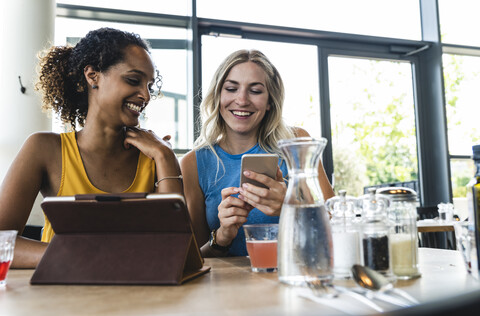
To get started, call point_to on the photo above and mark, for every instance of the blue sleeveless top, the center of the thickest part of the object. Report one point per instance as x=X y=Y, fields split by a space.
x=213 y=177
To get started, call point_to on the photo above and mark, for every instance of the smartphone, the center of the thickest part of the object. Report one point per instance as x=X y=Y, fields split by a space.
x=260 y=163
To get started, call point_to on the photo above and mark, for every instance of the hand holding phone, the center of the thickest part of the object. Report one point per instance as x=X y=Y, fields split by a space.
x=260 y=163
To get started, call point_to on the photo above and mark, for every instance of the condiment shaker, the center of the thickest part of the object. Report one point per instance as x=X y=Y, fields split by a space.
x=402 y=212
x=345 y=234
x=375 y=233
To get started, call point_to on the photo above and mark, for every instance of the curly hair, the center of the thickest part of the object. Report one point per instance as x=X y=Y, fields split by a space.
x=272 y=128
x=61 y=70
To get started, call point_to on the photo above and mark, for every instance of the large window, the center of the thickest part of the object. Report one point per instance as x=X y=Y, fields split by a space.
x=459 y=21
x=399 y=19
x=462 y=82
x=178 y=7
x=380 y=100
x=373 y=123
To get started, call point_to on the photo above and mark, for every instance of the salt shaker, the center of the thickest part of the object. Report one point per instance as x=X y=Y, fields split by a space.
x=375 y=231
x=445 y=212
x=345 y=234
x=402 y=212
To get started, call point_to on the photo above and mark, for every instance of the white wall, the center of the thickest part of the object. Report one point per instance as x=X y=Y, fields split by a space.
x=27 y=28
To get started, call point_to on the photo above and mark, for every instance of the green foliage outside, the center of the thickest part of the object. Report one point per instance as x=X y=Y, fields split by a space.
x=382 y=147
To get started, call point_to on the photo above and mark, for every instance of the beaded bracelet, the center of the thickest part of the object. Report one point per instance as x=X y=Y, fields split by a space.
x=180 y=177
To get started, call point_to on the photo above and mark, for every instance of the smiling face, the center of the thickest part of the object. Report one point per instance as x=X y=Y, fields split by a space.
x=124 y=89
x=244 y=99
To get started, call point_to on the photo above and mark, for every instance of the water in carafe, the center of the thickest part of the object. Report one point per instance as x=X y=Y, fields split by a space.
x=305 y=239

● ● ● ● ● ● ●

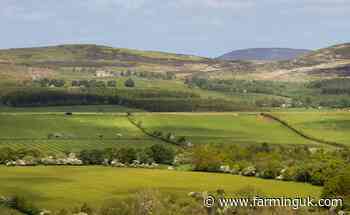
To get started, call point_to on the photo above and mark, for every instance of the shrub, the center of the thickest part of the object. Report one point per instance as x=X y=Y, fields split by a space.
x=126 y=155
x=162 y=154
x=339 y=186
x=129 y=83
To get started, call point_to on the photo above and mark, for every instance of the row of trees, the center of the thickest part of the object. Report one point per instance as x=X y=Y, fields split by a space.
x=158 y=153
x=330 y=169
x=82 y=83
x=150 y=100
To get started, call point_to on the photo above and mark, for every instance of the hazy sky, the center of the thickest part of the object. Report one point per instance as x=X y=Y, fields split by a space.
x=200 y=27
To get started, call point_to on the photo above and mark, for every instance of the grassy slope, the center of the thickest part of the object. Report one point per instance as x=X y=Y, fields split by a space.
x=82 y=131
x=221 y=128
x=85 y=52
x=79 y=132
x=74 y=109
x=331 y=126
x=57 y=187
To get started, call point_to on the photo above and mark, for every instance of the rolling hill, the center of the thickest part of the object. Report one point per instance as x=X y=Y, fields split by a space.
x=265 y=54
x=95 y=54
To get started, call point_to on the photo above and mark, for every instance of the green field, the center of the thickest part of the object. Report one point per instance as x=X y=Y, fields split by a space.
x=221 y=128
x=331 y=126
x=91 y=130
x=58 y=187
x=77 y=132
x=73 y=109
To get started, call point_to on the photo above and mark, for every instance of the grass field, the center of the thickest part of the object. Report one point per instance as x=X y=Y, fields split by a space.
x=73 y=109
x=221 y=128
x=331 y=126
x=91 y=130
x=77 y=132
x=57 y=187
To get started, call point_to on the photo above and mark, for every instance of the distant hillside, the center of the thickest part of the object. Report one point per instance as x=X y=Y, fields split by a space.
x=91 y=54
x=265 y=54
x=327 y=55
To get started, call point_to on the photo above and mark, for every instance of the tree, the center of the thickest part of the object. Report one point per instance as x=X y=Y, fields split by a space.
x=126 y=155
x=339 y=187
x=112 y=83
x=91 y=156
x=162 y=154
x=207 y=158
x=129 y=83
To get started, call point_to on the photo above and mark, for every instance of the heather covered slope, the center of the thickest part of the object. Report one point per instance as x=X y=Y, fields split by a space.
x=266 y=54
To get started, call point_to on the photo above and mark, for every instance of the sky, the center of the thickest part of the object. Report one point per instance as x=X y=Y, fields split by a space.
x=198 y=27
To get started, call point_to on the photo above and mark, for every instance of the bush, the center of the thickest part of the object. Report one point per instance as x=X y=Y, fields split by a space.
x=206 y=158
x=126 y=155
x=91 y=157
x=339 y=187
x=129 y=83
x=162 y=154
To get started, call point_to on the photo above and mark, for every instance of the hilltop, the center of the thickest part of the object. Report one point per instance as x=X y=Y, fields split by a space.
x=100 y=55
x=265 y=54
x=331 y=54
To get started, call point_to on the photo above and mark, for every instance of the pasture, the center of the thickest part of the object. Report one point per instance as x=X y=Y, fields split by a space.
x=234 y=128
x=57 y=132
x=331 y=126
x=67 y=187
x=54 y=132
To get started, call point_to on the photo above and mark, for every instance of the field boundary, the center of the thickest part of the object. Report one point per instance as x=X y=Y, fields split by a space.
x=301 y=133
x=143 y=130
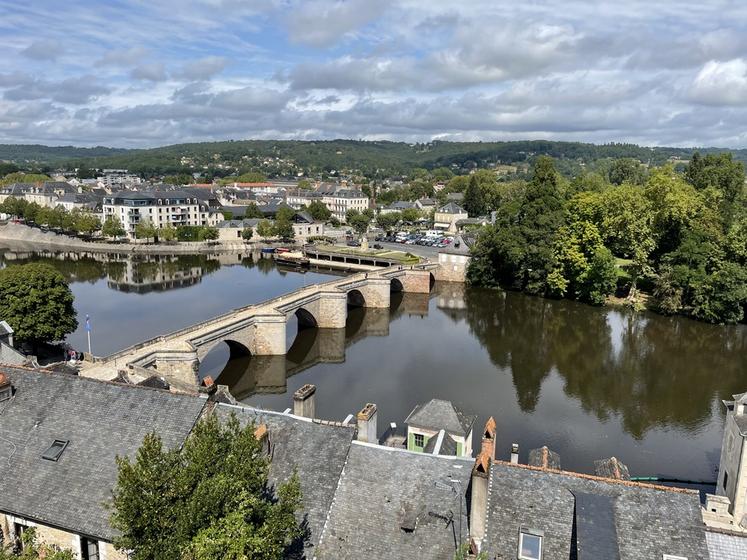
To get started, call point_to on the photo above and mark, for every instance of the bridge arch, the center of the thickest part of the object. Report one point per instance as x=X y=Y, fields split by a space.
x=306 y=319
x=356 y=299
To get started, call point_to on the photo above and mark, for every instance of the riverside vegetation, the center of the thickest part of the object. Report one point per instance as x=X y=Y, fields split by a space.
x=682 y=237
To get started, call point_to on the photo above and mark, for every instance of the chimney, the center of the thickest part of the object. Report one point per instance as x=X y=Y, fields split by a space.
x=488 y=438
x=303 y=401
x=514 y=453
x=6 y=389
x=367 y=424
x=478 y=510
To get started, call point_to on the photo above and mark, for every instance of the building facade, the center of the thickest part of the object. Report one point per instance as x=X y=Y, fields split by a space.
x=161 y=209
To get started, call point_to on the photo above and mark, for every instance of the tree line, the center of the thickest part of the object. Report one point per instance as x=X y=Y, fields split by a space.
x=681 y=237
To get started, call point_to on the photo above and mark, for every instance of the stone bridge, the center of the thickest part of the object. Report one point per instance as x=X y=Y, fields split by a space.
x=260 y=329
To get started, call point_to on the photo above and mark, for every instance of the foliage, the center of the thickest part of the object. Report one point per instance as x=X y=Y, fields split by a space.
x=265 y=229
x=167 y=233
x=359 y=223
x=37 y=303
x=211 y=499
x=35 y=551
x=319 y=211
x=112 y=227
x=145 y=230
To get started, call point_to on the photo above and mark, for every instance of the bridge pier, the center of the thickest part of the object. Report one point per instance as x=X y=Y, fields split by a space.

● ● ● ● ● ● ●

Pull out every line in the records above that contains the string "foliage", treating uppercase and lowercase as different.

To get started, call point_to on the photo above and mark, for every instance of the green foliage outside, the center of the thickest part of the object. Report one point per instance as x=X y=Y, fields split by a space.
To get started, call point_to on the photo above and mark, for every instance of the foliage, the center of the thickest part of the object. Report one point per instance as x=X y=Y, fields split by a space.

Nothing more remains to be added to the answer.